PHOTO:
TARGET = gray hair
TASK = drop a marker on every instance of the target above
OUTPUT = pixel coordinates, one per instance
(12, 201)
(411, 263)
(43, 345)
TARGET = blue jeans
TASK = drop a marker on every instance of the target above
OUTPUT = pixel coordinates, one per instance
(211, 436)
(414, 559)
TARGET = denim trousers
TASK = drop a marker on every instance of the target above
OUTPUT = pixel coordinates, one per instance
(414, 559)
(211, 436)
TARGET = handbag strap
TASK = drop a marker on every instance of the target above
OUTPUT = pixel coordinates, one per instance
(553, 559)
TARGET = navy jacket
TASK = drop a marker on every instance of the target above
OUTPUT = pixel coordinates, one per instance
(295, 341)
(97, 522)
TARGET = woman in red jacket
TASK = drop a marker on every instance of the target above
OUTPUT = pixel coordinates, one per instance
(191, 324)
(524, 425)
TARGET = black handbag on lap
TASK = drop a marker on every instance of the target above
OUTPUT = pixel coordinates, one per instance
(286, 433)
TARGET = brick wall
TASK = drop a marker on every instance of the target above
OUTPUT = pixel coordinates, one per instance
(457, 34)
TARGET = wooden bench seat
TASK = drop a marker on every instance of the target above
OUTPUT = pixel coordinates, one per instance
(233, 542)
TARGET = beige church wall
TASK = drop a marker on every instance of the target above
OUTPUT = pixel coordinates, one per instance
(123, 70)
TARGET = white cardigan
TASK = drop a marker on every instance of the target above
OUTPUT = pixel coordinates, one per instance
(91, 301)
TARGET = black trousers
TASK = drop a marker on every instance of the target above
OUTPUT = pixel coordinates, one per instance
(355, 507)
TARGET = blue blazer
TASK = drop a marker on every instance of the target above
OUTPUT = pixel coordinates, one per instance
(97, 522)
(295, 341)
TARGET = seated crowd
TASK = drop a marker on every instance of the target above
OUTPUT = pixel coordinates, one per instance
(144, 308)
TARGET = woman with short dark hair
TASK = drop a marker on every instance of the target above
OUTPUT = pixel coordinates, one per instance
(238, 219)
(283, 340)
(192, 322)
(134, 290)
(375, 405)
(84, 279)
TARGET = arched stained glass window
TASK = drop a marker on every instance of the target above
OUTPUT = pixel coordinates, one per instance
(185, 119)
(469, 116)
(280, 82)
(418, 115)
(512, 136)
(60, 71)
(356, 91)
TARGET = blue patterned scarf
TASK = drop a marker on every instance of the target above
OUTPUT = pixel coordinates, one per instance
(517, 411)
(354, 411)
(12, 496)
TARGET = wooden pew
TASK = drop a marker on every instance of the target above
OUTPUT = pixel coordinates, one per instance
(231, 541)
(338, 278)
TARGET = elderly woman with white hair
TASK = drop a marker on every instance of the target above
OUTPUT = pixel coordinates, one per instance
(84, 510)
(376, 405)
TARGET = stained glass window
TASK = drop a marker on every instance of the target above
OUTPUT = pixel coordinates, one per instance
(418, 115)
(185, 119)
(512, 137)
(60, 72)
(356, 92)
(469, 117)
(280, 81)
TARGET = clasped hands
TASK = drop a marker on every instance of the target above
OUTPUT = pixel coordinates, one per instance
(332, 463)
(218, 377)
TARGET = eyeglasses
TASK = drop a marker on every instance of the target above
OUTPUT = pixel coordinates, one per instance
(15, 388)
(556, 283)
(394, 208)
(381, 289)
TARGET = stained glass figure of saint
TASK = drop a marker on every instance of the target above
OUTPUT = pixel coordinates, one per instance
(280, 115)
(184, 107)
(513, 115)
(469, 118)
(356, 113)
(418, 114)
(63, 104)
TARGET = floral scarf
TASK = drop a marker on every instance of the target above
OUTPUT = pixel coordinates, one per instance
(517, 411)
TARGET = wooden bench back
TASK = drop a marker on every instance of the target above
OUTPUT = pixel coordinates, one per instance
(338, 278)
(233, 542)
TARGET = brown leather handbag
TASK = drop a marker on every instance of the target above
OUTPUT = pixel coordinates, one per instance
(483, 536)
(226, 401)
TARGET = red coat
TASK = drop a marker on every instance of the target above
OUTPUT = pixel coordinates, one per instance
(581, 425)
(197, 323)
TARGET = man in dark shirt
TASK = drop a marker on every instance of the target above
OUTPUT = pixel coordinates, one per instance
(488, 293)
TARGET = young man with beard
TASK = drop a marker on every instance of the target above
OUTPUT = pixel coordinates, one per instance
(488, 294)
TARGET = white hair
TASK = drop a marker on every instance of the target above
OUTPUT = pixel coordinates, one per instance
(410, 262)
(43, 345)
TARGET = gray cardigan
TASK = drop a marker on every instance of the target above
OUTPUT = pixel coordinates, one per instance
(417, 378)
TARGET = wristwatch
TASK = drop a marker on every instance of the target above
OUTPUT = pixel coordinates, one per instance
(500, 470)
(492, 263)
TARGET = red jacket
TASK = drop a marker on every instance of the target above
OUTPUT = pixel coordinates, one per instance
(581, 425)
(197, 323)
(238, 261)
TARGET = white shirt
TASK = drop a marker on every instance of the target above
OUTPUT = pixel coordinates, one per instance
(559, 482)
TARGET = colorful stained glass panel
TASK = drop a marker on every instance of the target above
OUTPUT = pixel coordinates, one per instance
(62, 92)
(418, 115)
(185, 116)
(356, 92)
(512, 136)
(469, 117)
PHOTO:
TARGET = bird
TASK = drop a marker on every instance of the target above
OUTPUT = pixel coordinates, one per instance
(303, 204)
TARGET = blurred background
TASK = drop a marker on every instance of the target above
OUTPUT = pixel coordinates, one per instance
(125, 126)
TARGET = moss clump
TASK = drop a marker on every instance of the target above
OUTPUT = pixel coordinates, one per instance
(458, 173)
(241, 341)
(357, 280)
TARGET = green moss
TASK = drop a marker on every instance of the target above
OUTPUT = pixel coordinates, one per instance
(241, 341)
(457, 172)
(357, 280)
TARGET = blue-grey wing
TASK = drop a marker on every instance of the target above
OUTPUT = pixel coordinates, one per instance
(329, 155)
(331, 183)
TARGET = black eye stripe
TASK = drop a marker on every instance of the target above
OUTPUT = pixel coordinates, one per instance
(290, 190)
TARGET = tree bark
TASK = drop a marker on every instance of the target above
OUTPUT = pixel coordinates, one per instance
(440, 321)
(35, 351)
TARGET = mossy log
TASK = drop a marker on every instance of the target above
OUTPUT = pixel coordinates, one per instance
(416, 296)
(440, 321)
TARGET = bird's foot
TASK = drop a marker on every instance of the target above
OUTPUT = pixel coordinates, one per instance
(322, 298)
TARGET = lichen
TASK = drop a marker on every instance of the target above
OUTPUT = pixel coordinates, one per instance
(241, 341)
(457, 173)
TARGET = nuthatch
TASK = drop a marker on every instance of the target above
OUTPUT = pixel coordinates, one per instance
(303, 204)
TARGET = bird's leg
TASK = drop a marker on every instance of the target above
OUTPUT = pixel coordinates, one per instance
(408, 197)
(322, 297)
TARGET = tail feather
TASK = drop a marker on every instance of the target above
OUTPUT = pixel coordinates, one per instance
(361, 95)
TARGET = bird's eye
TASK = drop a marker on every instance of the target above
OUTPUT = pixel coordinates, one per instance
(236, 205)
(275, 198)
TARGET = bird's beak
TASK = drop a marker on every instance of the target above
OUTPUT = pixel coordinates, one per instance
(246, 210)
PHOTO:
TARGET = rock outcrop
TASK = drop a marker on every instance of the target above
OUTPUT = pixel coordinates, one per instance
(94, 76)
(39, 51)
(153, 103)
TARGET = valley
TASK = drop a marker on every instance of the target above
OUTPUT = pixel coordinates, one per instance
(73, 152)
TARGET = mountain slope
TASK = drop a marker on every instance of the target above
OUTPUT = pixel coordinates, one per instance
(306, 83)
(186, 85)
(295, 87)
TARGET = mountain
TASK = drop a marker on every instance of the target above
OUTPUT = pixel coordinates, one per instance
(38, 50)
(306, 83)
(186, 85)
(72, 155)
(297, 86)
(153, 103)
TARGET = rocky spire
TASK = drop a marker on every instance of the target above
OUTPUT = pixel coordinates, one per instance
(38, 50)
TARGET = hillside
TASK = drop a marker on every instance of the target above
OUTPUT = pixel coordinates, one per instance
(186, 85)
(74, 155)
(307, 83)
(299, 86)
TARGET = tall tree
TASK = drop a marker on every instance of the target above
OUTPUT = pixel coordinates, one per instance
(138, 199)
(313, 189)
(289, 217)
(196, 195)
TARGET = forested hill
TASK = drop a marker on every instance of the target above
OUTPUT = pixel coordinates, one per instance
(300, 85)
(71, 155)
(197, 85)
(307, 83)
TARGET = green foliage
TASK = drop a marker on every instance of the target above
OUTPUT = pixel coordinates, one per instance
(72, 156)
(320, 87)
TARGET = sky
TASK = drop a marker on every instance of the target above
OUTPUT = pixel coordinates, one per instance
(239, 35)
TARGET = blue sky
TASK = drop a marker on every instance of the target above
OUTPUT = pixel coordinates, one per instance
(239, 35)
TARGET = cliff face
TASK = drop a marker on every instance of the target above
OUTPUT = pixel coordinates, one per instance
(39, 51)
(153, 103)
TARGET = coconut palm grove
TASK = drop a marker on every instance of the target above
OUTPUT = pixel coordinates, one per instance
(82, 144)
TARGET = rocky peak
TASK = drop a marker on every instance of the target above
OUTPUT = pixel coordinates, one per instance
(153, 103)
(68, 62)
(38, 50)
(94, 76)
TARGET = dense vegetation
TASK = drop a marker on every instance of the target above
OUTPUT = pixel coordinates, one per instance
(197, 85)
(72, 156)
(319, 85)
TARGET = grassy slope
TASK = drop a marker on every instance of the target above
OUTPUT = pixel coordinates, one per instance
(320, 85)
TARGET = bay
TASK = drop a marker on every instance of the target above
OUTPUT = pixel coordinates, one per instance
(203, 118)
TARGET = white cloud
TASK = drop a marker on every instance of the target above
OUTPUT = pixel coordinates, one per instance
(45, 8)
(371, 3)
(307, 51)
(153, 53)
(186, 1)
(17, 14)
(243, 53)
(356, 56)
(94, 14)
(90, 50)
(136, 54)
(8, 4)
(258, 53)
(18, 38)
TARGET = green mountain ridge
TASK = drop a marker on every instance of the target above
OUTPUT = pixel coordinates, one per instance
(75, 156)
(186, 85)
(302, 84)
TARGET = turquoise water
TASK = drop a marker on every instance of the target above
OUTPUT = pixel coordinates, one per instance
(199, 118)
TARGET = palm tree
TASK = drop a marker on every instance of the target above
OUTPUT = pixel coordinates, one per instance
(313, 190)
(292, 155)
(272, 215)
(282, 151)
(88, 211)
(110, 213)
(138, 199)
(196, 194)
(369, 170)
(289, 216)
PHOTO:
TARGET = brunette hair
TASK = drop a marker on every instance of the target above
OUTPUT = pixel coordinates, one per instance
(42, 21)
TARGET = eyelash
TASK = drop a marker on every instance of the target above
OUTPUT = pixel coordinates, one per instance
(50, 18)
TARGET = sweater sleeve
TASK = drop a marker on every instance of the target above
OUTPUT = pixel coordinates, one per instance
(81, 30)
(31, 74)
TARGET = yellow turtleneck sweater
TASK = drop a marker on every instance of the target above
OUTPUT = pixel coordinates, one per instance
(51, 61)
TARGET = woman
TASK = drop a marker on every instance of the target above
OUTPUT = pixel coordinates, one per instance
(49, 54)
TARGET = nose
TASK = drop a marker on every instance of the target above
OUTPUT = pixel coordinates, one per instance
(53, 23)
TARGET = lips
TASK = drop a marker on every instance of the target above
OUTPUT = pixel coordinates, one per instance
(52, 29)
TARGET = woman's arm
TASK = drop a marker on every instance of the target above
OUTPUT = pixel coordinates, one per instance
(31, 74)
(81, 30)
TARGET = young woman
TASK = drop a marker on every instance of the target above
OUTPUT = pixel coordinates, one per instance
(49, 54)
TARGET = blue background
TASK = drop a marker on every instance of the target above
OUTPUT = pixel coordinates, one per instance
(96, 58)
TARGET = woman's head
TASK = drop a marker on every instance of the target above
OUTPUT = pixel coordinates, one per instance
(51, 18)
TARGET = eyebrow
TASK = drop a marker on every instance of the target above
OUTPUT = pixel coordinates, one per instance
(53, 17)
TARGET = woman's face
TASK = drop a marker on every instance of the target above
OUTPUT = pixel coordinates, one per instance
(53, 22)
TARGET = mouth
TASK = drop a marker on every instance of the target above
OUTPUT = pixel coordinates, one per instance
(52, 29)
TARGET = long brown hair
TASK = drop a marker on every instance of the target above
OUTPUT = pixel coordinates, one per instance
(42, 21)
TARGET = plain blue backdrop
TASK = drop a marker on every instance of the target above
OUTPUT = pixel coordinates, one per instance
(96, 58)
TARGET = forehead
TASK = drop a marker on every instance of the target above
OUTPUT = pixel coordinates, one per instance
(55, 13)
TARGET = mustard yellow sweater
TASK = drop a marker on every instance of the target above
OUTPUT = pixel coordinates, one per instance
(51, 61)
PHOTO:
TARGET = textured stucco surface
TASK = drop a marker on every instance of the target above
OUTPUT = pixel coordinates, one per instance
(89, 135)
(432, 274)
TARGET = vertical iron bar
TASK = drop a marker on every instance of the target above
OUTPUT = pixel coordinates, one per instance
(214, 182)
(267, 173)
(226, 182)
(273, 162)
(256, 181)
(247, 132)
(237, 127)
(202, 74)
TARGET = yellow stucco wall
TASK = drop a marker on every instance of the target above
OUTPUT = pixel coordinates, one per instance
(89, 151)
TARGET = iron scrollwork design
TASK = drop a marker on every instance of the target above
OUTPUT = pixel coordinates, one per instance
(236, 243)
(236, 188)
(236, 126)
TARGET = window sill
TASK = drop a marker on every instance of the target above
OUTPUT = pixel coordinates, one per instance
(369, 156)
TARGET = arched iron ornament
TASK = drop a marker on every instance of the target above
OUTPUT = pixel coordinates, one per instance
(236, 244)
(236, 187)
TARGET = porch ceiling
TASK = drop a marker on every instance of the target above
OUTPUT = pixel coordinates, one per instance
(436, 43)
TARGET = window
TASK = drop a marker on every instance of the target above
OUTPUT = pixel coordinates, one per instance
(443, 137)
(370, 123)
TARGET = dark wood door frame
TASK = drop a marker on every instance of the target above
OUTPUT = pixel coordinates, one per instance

» **EXERCISE DETAILS**
Print again the material above, limited to the lines from the one holding "TARGET = vertical iron bar" through the last, inclusive.

» **RESULT BELOW**
TARGET = vertical iron bar
TASK = drop a marker on every instance of the target above
OUTPUT = pixel coordinates, one per instance
(214, 182)
(267, 173)
(226, 182)
(273, 162)
(256, 181)
(247, 132)
(237, 127)
(202, 74)
TARGET = yellow stucco wall
TASK = drop a marker on every instance of the target above
OUTPUT = pixel coordinates, one per instance
(89, 151)
TARGET = iron scrollwork design
TASK = drop a marker on every instance of the target above
OUTPUT = pixel coordinates, one per instance
(236, 243)
(236, 188)
(236, 126)
TARGET = window sill
TASK = drop a marker on every instance of the target above
OUTPUT = pixel coordinates, one per instance
(369, 156)
TARGET = arched iron ornament
TASK = drop a marker on every instance of the target above
OUTPUT = pixel coordinates, one per instance
(236, 244)
(236, 187)
TARGET = porch ceiling
TASK = drop a marker on every instance of the target above
OUTPUT = pixel coordinates, one per instance
(436, 43)
TARGET = window
TASK = drop a marker on every instance of the target above
OUTPUT = pixel coordinates, one per instance
(443, 137)
(370, 123)
TARGET = dark wood door frame
TASK = drop a marker on every instance of the target above
OUTPUT = pixel coordinates, one per instance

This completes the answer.